Job: Copy the records from the line with "Highlight every wooden spoon present." up to and including the line with "[292,148,329,177]", keeping the requests unchanged but multiplying every bounding box coordinate in the answers by 1.2 and rounding each result to a whole number, with halves rounded up. Give only those lines.

[Excerpt from a dataset]
↓

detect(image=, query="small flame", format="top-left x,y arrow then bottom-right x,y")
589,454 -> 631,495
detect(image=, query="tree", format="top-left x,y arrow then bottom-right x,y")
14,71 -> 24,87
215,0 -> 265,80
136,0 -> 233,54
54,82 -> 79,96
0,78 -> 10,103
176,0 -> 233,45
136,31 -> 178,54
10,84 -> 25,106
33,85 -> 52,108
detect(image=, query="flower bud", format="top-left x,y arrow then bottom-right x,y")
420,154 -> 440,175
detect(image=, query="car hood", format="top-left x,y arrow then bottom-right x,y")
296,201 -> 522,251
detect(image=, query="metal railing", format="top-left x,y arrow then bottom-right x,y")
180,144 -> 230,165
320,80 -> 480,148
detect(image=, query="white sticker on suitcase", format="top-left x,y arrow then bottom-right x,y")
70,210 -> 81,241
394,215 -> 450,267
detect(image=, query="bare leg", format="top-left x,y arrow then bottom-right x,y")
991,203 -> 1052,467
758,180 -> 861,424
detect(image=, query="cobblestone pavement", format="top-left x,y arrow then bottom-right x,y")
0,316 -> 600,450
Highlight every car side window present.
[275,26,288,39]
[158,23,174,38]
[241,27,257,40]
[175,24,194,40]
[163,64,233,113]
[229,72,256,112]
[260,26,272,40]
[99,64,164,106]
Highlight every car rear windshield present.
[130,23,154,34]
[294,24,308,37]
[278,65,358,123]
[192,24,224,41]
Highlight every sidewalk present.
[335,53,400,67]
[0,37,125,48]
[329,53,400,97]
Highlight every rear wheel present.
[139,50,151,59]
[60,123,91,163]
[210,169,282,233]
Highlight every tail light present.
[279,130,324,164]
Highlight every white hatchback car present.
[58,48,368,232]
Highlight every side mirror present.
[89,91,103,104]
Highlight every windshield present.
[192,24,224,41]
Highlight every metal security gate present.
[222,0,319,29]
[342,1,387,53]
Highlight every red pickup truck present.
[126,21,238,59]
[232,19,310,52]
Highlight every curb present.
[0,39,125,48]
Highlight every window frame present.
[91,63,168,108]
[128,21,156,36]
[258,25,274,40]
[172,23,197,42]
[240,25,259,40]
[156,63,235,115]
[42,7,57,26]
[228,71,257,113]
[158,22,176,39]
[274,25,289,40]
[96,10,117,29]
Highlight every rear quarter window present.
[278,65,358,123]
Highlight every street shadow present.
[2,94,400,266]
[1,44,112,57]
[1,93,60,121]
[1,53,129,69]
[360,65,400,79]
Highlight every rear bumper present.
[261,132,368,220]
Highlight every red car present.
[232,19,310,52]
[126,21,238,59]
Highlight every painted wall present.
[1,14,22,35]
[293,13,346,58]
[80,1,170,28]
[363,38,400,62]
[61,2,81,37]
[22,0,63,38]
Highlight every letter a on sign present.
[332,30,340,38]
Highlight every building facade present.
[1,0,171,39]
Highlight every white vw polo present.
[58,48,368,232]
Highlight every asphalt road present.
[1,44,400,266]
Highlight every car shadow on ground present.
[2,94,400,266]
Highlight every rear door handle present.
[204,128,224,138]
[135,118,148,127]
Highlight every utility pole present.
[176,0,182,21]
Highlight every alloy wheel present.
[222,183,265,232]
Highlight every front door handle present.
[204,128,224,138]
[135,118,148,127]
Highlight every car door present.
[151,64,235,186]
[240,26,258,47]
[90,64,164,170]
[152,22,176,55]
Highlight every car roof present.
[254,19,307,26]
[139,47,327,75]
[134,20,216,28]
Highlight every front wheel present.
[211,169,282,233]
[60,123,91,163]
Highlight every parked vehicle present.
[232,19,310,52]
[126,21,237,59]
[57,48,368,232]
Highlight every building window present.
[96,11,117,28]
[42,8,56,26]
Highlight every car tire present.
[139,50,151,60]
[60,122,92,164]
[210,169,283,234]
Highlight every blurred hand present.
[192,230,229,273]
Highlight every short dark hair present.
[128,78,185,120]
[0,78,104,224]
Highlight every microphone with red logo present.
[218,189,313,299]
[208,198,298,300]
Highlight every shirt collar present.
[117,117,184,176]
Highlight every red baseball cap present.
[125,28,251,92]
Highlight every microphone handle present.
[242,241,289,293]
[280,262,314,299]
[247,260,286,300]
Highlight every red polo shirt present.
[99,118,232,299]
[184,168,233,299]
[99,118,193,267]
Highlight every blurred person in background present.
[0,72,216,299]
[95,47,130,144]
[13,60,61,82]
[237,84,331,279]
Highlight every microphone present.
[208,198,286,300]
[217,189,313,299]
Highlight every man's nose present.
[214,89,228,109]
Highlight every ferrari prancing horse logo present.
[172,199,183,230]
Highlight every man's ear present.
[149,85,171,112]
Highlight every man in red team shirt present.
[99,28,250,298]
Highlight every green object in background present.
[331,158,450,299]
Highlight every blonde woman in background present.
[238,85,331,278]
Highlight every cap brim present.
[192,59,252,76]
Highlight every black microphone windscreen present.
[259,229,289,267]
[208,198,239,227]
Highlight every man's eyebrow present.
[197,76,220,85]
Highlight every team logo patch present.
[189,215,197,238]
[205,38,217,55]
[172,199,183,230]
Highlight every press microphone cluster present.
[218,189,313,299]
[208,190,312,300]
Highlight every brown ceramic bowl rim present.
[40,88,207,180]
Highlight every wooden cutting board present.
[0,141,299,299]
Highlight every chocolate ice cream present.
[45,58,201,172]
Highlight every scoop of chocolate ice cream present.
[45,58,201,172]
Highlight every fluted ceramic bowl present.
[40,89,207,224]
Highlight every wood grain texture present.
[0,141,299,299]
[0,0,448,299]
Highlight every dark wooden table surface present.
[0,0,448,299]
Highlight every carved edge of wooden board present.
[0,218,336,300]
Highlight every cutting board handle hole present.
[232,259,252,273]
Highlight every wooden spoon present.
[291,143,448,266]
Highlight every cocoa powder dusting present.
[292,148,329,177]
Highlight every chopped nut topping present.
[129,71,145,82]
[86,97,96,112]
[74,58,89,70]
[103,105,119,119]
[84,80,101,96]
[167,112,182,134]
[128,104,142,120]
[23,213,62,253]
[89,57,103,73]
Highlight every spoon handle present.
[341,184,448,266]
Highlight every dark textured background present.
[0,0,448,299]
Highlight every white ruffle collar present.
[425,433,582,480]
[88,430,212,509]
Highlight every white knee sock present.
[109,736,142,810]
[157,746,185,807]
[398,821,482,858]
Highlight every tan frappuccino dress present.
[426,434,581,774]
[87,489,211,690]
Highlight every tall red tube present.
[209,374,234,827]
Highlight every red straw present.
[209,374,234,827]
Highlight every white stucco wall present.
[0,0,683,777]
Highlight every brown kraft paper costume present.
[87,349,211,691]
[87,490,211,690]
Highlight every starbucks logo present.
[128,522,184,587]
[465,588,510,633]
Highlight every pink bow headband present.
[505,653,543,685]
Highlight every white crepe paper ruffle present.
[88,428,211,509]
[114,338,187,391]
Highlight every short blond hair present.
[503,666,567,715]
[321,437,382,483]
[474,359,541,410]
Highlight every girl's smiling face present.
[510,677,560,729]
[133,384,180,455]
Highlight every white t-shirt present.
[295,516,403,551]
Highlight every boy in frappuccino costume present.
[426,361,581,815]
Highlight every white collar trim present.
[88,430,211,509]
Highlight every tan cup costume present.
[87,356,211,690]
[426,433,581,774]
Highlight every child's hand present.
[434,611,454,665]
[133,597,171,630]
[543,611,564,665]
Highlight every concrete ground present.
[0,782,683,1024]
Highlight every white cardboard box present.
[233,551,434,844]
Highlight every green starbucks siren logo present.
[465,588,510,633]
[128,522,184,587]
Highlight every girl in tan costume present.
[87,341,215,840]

↑

Output:
Highlight every wooden spoon present.
[349,172,538,319]
Highlight every cocoa powder dusting present.
[350,178,395,212]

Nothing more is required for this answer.